== GIVEN TASK ==
Restate each line word for word. Leave out every picture.

== DATA SHOWN ==
"""
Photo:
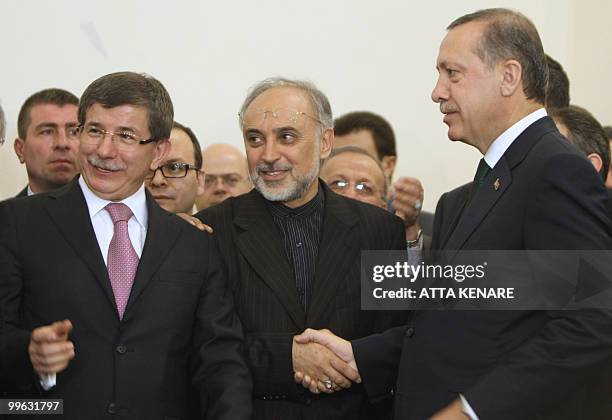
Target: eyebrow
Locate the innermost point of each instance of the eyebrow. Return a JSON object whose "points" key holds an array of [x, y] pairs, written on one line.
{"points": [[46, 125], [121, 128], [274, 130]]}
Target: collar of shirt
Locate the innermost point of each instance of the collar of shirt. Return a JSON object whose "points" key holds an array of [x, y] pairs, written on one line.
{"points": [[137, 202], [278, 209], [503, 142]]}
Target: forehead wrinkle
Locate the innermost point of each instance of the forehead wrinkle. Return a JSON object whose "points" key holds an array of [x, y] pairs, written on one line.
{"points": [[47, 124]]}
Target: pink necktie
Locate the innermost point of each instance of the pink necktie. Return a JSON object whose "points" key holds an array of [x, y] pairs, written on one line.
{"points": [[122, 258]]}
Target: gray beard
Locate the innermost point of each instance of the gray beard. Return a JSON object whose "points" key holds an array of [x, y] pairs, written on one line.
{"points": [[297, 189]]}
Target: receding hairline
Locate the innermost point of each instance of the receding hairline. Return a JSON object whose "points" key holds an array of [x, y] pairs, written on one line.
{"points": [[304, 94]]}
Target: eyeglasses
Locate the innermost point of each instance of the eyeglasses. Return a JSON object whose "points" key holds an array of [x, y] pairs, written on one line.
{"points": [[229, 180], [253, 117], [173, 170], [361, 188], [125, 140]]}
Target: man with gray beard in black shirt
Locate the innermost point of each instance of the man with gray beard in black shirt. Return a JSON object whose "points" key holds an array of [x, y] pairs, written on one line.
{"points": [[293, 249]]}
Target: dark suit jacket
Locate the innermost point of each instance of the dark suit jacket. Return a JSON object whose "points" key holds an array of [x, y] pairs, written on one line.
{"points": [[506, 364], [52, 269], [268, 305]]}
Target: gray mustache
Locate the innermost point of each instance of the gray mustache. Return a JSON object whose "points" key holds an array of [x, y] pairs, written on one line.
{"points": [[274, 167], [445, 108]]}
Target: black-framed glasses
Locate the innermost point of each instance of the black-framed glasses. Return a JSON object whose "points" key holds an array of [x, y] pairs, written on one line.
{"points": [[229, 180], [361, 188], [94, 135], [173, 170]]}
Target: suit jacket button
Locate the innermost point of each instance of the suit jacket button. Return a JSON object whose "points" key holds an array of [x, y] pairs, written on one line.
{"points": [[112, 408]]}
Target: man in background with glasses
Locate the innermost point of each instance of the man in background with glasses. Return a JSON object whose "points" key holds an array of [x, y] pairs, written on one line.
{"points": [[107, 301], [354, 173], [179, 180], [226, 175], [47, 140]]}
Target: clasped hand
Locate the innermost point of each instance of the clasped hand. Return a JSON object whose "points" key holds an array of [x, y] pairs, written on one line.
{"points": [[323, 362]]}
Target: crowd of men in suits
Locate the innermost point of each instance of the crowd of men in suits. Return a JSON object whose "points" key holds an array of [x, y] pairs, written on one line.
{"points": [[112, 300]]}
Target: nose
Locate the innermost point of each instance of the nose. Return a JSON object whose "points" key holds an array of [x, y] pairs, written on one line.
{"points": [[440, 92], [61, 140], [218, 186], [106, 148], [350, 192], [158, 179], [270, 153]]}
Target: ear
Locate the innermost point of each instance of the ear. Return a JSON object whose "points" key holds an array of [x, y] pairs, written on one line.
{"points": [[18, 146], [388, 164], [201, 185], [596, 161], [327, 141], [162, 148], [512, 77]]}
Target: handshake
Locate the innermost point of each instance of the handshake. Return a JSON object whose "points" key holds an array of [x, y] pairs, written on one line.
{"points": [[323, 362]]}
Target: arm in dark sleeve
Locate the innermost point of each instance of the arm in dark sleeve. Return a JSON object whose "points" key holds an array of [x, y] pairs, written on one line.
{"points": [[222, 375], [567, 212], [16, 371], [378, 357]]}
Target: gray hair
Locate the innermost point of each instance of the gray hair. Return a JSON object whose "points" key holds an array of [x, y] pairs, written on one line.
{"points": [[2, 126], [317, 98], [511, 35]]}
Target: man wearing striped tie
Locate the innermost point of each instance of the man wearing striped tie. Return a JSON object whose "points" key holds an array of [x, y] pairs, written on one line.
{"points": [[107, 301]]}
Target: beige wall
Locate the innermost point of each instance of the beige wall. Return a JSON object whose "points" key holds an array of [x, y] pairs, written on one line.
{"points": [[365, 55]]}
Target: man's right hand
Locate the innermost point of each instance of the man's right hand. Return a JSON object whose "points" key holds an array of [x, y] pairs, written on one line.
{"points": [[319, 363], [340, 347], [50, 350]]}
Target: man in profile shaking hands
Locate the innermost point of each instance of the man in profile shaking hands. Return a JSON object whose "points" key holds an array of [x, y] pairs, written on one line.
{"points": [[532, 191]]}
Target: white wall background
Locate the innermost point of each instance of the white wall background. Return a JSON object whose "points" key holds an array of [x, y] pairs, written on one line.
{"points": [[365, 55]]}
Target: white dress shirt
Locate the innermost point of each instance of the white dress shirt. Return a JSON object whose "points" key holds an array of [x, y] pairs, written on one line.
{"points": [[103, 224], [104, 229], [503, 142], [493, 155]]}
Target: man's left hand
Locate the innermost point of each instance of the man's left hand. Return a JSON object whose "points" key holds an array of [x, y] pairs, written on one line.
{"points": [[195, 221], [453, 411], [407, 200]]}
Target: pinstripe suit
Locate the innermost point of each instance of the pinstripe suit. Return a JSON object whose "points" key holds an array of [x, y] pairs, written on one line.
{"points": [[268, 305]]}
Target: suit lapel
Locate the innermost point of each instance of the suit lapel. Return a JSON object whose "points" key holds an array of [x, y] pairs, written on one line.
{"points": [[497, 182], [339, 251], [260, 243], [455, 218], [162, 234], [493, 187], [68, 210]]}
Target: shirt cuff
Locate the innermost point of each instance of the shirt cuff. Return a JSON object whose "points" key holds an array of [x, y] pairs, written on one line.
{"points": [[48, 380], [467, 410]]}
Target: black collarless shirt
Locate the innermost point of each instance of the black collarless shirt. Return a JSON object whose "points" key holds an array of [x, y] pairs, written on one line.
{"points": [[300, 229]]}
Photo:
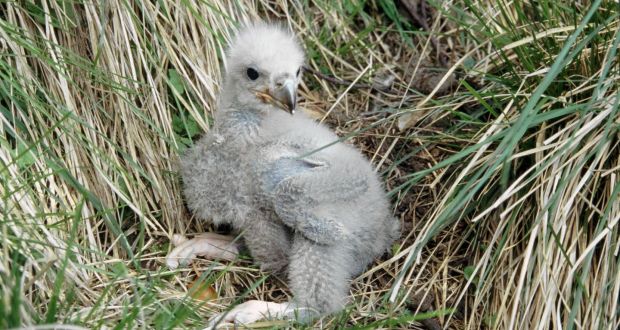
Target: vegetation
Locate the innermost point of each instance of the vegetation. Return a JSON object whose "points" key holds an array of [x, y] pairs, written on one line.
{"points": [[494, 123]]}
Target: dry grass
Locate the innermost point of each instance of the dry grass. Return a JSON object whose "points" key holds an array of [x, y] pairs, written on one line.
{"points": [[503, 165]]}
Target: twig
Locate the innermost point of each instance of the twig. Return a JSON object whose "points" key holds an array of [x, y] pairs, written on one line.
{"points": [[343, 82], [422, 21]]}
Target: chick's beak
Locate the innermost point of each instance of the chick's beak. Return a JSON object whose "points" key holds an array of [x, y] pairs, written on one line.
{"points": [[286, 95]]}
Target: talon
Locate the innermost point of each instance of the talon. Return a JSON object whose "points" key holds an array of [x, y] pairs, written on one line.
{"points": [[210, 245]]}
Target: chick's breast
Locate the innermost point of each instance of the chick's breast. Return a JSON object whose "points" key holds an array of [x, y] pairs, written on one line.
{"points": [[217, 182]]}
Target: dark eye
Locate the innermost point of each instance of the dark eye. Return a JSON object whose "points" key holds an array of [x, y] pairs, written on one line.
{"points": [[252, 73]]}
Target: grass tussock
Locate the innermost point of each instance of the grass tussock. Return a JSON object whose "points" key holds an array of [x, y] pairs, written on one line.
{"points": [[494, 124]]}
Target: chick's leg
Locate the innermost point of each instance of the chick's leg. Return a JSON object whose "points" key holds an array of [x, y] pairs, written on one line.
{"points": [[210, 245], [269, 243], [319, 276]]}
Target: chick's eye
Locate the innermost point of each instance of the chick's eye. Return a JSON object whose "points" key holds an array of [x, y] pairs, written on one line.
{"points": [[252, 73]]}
"""
== ANSWER TO THIS PROBLEM ==
Photo:
Target: eyebrow
Locate the innermost point of each instance of the eyebrow. Return a JSON object whose "points" key holds an array of [x, y] pairs, written on one line.
{"points": [[46, 125], [121, 128], [274, 130]]}
Target: collar of shirt
Locate the innermost point of each instance of the collar of shirt. Return a JSON object whose "points" key holds an array of [x, y] pairs, written on one line.
{"points": [[137, 202], [278, 209], [503, 142]]}
Target: forehead wrinkle
Locate the innermost point of each instance of the forehead wrinkle. Return a JSON object whose "points" key holds an array of [x, y] pairs, written on one line.
{"points": [[47, 124]]}
Target: pink necktie
Locate the innermost point of each instance of the pink necktie. Return a JSON object whose "points" key holds an array of [x, y] pairs, written on one line.
{"points": [[122, 258]]}
Target: gray beard
Locate the innermost point of each instance of the gray beard. Return a JSON object whose "points" key holds an array of [x, y] pairs, written on one line.
{"points": [[297, 189]]}
Target: receding hairline
Locate the innermost point of each instance of the receding hairline. Return a JSON object whose "points" key holds an array of [x, y] pairs, written on one line.
{"points": [[304, 94]]}
Target: eyeglasses
Locate the innermost point of each instance of the eyeglasses. Return a JSON object whose "points" key holds an array of [x, y] pairs, written on one line.
{"points": [[229, 180], [253, 117], [173, 170], [361, 188], [125, 140]]}
Target: man with gray beard in black shirt
Locate the innermost point of each instance of the man with gray beard in black shirt. Return a JSON object whose "points" key holds an array of [x, y] pairs, written on one line.
{"points": [[293, 249]]}
Target: dark suit jacket
Locate the innermost point of each instance of the dark suit jacket. Return a JSON object whose "points" key holds an array of [x, y] pairs, written on one line.
{"points": [[506, 364], [52, 269], [268, 305]]}
Target: gray mustache
Locate the innermost point of each instance of the gray mustache. Return a JSON object whose "points" key holds an array of [x, y] pairs, written on one line.
{"points": [[274, 167], [445, 108]]}
Target: black-framed glasses
Locate the innermost point of each instance of the black-framed glasses. Return a JSON object whose "points" key holds an array of [x, y] pairs, written on one line.
{"points": [[229, 180], [361, 188], [94, 135], [173, 170]]}
Target: suit jacket button
Locate the innermost point of each instance of the suit jacket button. Return a JSON object whose "points" key holds an array of [x, y] pairs, written on one line.
{"points": [[112, 408]]}
Target: man in background with glasses
Locate the innermost point of each instance of the man in background with glasses. Return a JSON object whose "points" key holds an array of [x, y] pairs, written on one line.
{"points": [[107, 301], [354, 173], [179, 180], [226, 175], [47, 140]]}
Target: clasped hand
Locate the innermost point of each instance of the clasped hand. Return a JSON object whose "points" key holds an array of [x, y] pairs, written on one line.
{"points": [[323, 362]]}
Target: crowd of men in suits
Locate the innermost point of each instance of the crowd of men in suits. Return a JSON object whose "points" key holds an array of [x, y] pairs, written on one line.
{"points": [[112, 300]]}
Target: nose
Locate the innermost point of each instance of the nose. Return a JSON object whose "points" key holds an array of [x, y] pairs, written on one line.
{"points": [[440, 92], [61, 140], [218, 186], [106, 148], [350, 192], [158, 179], [270, 153]]}
Target: ear
Locate the innermost point of each instance of the ear. Return a JSON object whose "points" key holds an array of [x, y] pairs, written on one line.
{"points": [[18, 146], [388, 164], [201, 185], [596, 161], [327, 141], [162, 148], [512, 77]]}
Target: handshake
Locate the innermost point of each instance of the handshake. Return a JSON object whose "points" key holds an array of [x, y] pairs, written on one line.
{"points": [[323, 362]]}
Target: arm in dark sleeve
Locate the innermost point of each instance of the arm in dark sleeve. Return a JSON object whose "points" key holds an array of [x, y] pairs, written on one line.
{"points": [[222, 375], [567, 212], [16, 371], [378, 357]]}
Target: gray hair
Locate the innermost point of each instance of the gray hair. Return a JSON object whose "points" key holds an array of [x, y] pairs, written on one line.
{"points": [[2, 126], [317, 98], [511, 35]]}
Target: man wearing striped tie
Locate the innermost point of each instance of the man wearing striped tie. Return a JSON object whose "points" key holds an array of [x, y] pairs, written on one line.
{"points": [[107, 301]]}
Target: beige wall
Locate the innermost point of each instance of the beige wall. Return a JSON object whose "points" key holds an array of [x, y] pairs, written on one line.
{"points": [[365, 55]]}
Target: man's right hand
Locate the innermost point of each instance of the man's right hand. Return a JSON object whose "points" key holds an array of [x, y] pairs, written on one line.
{"points": [[319, 363], [340, 347], [50, 350]]}
Target: man in profile shaking hands
Locate the innermost point of each instance of the man in profile shaking hands. Return a JSON object whose "points" key holds an array of [x, y] pairs, written on one line.
{"points": [[532, 191]]}
Target: white wall background
Locate the innermost point of each instance of the white wall background. Return a JSON object whose "points" key holds an array of [x, y] pairs, written on one line.
{"points": [[365, 55]]}
Target: white dress shirt
Locate the innermost point of each instance of the white dress shirt. Return a JSON object whose "points" key holds an array of [x, y] pairs, written on one line.
{"points": [[103, 224], [104, 229], [503, 142], [493, 155]]}
Target: man's left hand
Locate the innermost point of each instance of the man's left hand. Return a JSON object whose "points" key holds an array of [x, y] pairs, written on one line.
{"points": [[195, 221], [453, 411], [407, 200]]}
Target: pinstripe suit
Locate the innermost point of each instance of the pinstripe suit. Return a JSON object whose "points" key holds an array of [x, y] pairs, written on one line.
{"points": [[268, 305]]}
Target: suit lapel
Locate the innermost point of each instance of the suit lapel. Return a JSON object whose "points" key holds an array of [x, y] pairs, written on one line.
{"points": [[497, 182], [339, 251], [260, 243], [455, 218], [162, 234], [493, 187], [68, 210]]}
Target: shirt cuff
Locate the innermost point of each instance of the shirt cuff. Return a JSON object whose "points" key holds an array of [x, y] pairs, written on one line.
{"points": [[48, 380], [467, 410]]}
Target: black collarless shirt
Locate the innermost point of each instance of the black collarless shirt. Return a JSON object whose "points" key holds an array of [x, y] pairs, written on one line.
{"points": [[300, 229]]}
Photo:
Target: vegetation
Locate the innermost point of each instance of the vegetation. Return a JSON object whose "points" key holds an array of [x, y] pairs, written on one line.
{"points": [[494, 123]]}
Target: dry grass
Locate the innermost point of each instance of the dry grass. Return a JSON object whose "points" key holds an array of [x, y] pairs, written on one line.
{"points": [[503, 165]]}
Target: twig
Locate the innermost point of each instance of the twig. Return a JSON object whose "points" key holds an array of [x, y] pairs, written on one line.
{"points": [[343, 82], [422, 21]]}
Target: chick's beak
Locate the innermost point of each instance of the chick's beak. Return a JSON object whose "points" key holds an array of [x, y] pairs, written on one line.
{"points": [[286, 95]]}
Target: talon
Locate the innermost point of each instance of the talon. Return a JSON object whose "points" key holds an array of [x, y] pairs, written on one line.
{"points": [[210, 245]]}
Target: chick's breast
Locate the innermost point of each instance of the chick's breast. Return a JSON object whose "points" key holds an array of [x, y] pairs, written on one line.
{"points": [[217, 182]]}
Target: dark eye
Locate the innermost point of each instance of the dark eye. Return a JSON object whose "points" key holds an array of [x, y] pairs, written on one line.
{"points": [[252, 73]]}
Target: grass tussock
Locate the innermost point of each instance of the grass tussock. Return a JSON object whose "points" key holds an array of [x, y] pairs, written on one line.
{"points": [[494, 124]]}
Target: chick's leg
Locate the innermost point of each instance of the chick's leg. Return a JSON object whose "points" key holds an array of [x, y] pairs, written on one line.
{"points": [[210, 245], [269, 243], [319, 276]]}
Target: chick's eye
Locate the innermost point of each instance of the chick's eye. Return a JSON object whose "points" key holds an array of [x, y] pairs, written on one line.
{"points": [[252, 73]]}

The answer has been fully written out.